AIM OF THE EXERCISE: Word for word, write the lines below out again, with no pictures.

DATASET EXCERPTS:
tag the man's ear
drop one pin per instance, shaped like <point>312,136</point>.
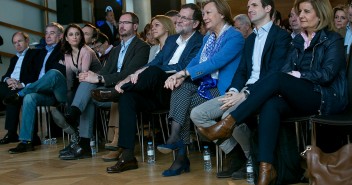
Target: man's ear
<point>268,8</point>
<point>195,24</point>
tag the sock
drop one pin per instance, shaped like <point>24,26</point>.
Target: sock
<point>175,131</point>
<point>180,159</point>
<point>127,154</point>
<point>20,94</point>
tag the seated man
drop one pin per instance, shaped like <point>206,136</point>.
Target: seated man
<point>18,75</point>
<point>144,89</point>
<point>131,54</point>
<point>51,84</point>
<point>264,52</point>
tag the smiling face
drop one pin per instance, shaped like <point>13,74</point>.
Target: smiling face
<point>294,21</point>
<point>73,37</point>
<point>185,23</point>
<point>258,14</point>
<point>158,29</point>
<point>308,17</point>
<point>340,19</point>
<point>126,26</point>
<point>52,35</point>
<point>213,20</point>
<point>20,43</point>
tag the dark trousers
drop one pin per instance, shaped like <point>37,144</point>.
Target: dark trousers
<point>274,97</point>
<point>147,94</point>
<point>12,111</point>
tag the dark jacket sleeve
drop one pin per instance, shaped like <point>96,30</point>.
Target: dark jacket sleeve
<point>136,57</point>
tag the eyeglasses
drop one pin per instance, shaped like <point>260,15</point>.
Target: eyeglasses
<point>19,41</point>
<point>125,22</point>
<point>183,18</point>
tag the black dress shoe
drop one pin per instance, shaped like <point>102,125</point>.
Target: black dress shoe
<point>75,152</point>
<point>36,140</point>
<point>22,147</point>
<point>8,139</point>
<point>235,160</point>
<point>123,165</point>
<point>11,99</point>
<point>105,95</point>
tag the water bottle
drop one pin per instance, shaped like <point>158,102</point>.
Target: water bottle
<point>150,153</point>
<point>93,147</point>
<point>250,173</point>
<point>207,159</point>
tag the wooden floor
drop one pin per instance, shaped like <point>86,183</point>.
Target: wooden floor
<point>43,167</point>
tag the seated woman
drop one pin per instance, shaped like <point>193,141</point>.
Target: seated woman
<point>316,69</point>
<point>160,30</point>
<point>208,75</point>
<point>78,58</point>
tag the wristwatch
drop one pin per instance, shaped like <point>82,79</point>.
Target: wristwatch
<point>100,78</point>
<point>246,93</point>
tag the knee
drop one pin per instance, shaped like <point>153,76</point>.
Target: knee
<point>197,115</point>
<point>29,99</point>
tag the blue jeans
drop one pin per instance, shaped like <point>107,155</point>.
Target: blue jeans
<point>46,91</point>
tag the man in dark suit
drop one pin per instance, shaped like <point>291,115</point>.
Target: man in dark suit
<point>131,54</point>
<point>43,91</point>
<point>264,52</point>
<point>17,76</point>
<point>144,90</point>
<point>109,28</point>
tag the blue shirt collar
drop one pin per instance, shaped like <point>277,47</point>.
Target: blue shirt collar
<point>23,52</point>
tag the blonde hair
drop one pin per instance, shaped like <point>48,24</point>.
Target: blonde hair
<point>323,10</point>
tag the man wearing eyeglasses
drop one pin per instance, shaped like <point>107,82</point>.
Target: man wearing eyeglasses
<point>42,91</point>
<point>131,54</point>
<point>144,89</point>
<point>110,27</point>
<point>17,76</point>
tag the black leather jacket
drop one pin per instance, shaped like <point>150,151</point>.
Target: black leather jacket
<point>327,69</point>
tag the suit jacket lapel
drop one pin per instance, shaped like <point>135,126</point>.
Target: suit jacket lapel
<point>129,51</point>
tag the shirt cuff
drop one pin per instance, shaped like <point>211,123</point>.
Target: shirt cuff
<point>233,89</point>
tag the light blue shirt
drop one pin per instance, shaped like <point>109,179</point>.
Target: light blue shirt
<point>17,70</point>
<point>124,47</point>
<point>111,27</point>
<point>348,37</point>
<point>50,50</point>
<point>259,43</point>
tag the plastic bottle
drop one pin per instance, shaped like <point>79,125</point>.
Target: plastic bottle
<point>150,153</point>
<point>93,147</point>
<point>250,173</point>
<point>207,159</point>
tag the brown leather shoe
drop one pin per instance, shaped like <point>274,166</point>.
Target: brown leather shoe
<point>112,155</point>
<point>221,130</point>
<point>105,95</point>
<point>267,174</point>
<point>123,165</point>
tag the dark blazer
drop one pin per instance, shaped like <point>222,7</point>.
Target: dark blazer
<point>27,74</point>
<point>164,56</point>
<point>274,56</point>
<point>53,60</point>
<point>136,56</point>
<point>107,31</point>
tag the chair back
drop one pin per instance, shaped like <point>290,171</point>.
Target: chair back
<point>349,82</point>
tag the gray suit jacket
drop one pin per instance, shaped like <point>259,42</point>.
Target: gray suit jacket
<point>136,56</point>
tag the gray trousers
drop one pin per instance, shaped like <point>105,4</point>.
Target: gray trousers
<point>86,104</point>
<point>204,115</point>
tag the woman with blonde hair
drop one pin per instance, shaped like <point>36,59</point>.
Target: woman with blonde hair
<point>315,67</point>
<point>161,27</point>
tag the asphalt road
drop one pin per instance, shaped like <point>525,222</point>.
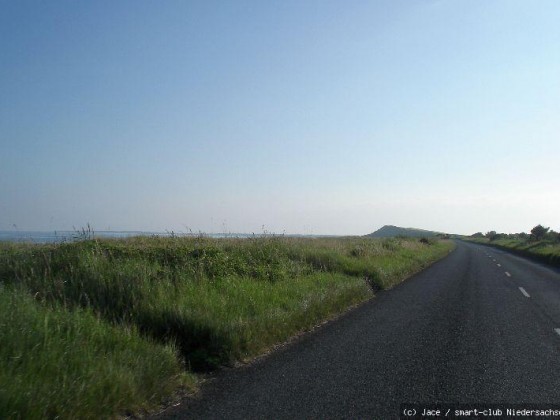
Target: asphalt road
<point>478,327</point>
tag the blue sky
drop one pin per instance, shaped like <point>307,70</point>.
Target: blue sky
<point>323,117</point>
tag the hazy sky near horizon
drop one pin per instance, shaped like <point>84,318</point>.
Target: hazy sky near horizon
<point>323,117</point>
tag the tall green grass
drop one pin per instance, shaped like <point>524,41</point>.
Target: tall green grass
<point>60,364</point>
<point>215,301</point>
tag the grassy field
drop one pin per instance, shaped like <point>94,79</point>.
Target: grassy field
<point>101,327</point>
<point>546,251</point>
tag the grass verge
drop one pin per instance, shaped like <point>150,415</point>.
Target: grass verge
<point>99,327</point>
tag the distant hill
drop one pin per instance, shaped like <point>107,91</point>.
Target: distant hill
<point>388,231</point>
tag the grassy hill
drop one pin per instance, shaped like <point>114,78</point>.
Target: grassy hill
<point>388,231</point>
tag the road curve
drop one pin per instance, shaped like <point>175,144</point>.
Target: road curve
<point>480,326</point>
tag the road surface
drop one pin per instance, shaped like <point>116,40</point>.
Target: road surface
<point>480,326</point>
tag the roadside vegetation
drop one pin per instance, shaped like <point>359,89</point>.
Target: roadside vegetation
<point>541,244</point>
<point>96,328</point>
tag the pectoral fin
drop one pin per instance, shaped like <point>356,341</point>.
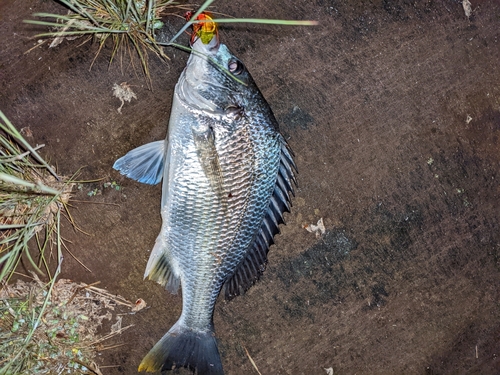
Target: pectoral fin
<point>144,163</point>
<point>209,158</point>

REPLY TO THE EXERCISE:
tag the man's ear
drop one pin per instance, shaped like <point>312,136</point>.
Target: man's ear
<point>268,8</point>
<point>195,24</point>
tag the sock
drop one pin per instance, shaped like <point>24,26</point>.
Target: sock
<point>175,131</point>
<point>180,159</point>
<point>127,154</point>
<point>20,94</point>
tag the seated man
drop one pin per instance, shaped like <point>206,136</point>.
Target: seated man
<point>18,75</point>
<point>144,89</point>
<point>131,54</point>
<point>51,84</point>
<point>264,52</point>
tag the smiling face
drop one pin per instance, shaped like <point>13,74</point>.
Target: smiling face
<point>294,21</point>
<point>73,37</point>
<point>185,23</point>
<point>258,14</point>
<point>158,29</point>
<point>308,17</point>
<point>340,19</point>
<point>126,26</point>
<point>52,35</point>
<point>213,20</point>
<point>20,43</point>
tag the dark trousers
drop one pin per instance, shaped like <point>37,144</point>.
Target: dark trousers
<point>274,97</point>
<point>147,94</point>
<point>12,111</point>
tag the dark jacket sleeve
drop one pin per instance, shaped like <point>96,30</point>.
Target: dark jacket sleeve
<point>136,57</point>
tag the eyeglasses
drop one pin per instance, shaped like <point>260,15</point>.
Target: eyeglasses
<point>19,41</point>
<point>125,22</point>
<point>183,18</point>
tag the black dress shoe
drop one pin per instance, shaped like <point>102,125</point>.
Target: black dress shoe
<point>75,152</point>
<point>36,140</point>
<point>22,147</point>
<point>8,139</point>
<point>235,160</point>
<point>123,165</point>
<point>11,99</point>
<point>105,95</point>
tag the water bottle
drop one pin per instance, shaped like <point>158,102</point>.
Target: water bottle
<point>150,153</point>
<point>93,147</point>
<point>250,173</point>
<point>207,159</point>
tag the wooden floor
drop one pin per instance, shaped like <point>86,183</point>.
Target: wooden floor
<point>43,167</point>
tag the seated woman
drop one pin per instance, shaped like <point>193,141</point>.
Target: seated woman
<point>316,69</point>
<point>160,30</point>
<point>208,75</point>
<point>78,58</point>
tag the wristwatch
drop one pin per instance, shaped like <point>82,79</point>.
Target: wristwatch
<point>100,78</point>
<point>246,93</point>
tag the knee
drop one pin per instance, shaped like <point>153,76</point>.
Target: knee
<point>197,115</point>
<point>29,99</point>
tag the blue jeans
drop one pin per instance, shaped like <point>107,155</point>.
Target: blue jeans
<point>46,91</point>
tag the man in dark suit
drop one pin per instance, shaped like <point>291,115</point>.
Target: man in dark suit
<point>131,54</point>
<point>43,91</point>
<point>264,52</point>
<point>17,76</point>
<point>144,90</point>
<point>109,28</point>
tag the blue shirt collar
drop one pin per instance, shaped like <point>277,47</point>.
Target: blue shirt collar
<point>23,52</point>
tag the blonde hair
drop one pin per instance, shaped like <point>48,24</point>.
Target: blonde hair
<point>323,10</point>
tag the man wearing eyeglasses
drop one pin per instance, shaped like <point>107,82</point>.
Target: man wearing eyeglasses
<point>42,91</point>
<point>131,54</point>
<point>144,89</point>
<point>110,27</point>
<point>17,76</point>
tag the black leather jacket
drop one pin per instance, shaped like <point>150,151</point>.
Target: black leather jacket
<point>327,69</point>
tag the suit jacket lapel
drop one pin per instance, shaped like <point>135,126</point>.
Target: suit jacket lapel
<point>129,51</point>
tag the shirt cuff
drop one pin per instance, shaped like <point>211,123</point>.
Target: shirt cuff
<point>233,89</point>
tag the light blue shirt
drop one pin per instance, shaped like <point>109,179</point>.
Target: light blue shirt
<point>17,70</point>
<point>124,47</point>
<point>111,27</point>
<point>348,37</point>
<point>50,50</point>
<point>259,43</point>
tag the plastic bottle
drop one pin per instance, shaped like <point>79,125</point>.
Target: plastic bottle
<point>150,153</point>
<point>93,147</point>
<point>250,173</point>
<point>207,159</point>
tag the brown leather shoe
drop one pin per instance, shaped like <point>274,166</point>.
Target: brown leather shoe
<point>112,155</point>
<point>221,130</point>
<point>105,95</point>
<point>267,174</point>
<point>123,165</point>
tag the dark blazer
drop one pin per instance, shaped like <point>222,7</point>.
Target: dark blazer
<point>27,74</point>
<point>164,56</point>
<point>274,56</point>
<point>53,60</point>
<point>136,56</point>
<point>107,31</point>
tag the chair back
drop one pin per instance, shaped like <point>290,171</point>.
Target: chair back
<point>349,82</point>
tag the gray suit jacket
drop one pin per instance, shaped like <point>259,42</point>.
Target: gray suit jacket
<point>136,56</point>
tag the gray trousers
drop one pin per instance, shaped like <point>105,4</point>.
Target: gray trousers
<point>86,104</point>
<point>204,115</point>
tag the woman with blonde hair
drop one pin per instance, shaped like <point>36,59</point>.
Target: woman with blonde hair
<point>315,67</point>
<point>161,27</point>
tag the asphalt road
drop one pin per instance, shaped like <point>525,222</point>.
Target: asphalt road
<point>478,327</point>
tag the blue sky
drop one pin per instance, shaped like <point>307,70</point>.
Target: blue sky
<point>323,117</point>
tag the hazy sky near horizon
drop one pin per instance, shaped like <point>84,318</point>.
Target: hazy sky near horizon
<point>323,117</point>
tag the tall green grass
drop one pin per instance, shaped like <point>524,41</point>.
Target: tall green grass
<point>60,364</point>
<point>215,301</point>
tag the grassy field
drop one pin per instance, shaped like <point>94,79</point>.
Target: grassy field
<point>101,327</point>
<point>546,251</point>
tag the grass verge
drop one pin per instance, shaped like <point>150,415</point>.
Target: grass verge
<point>99,327</point>
tag the distant hill
drop one pin per instance, shaped like <point>107,91</point>.
Target: distant hill
<point>388,231</point>
tag the grassy hill
drop one pin per instance, shaped like <point>114,78</point>.
Target: grassy hill
<point>388,231</point>
tag the road curve
drop one pin per instance, shaped like <point>175,144</point>.
Target: road curve
<point>480,326</point>
tag the road surface
drop one pin per instance, shaped like <point>116,40</point>.
Target: road surface
<point>480,326</point>
tag the roadside vegetation
drop one pin per instance, shaped like <point>359,89</point>.
Target: roadside vegetation
<point>541,244</point>
<point>96,328</point>
tag the pectoral fin
drop one pin per instance, shaped like <point>356,341</point>.
Target: pectoral fin
<point>144,163</point>
<point>209,158</point>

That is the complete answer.